[ABOUT THIS EXERCISE]:
Search the data for the word "instance". Reproduce every line where it is found.

*** RECORDS Section Begins ***

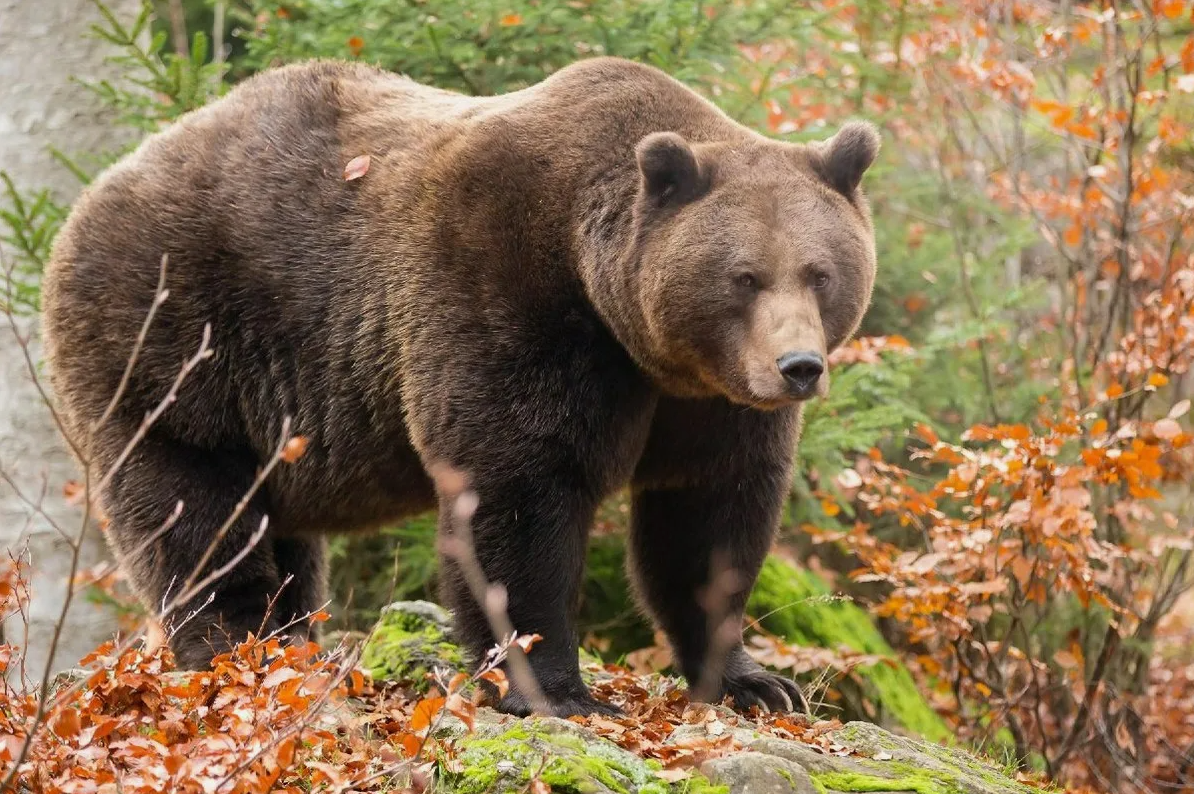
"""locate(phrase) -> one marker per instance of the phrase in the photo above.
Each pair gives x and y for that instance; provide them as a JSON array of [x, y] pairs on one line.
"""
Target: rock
[[755, 773], [410, 641], [505, 754]]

*** RECORDS Section Ends ***

[EXPECTED ANSWER]:
"""locate(phrase) -> one marker per instance of the phrase in the photo above.
Each pair gives x and y for that instance; provide them as a JSON array of [x, y] pairs on one line.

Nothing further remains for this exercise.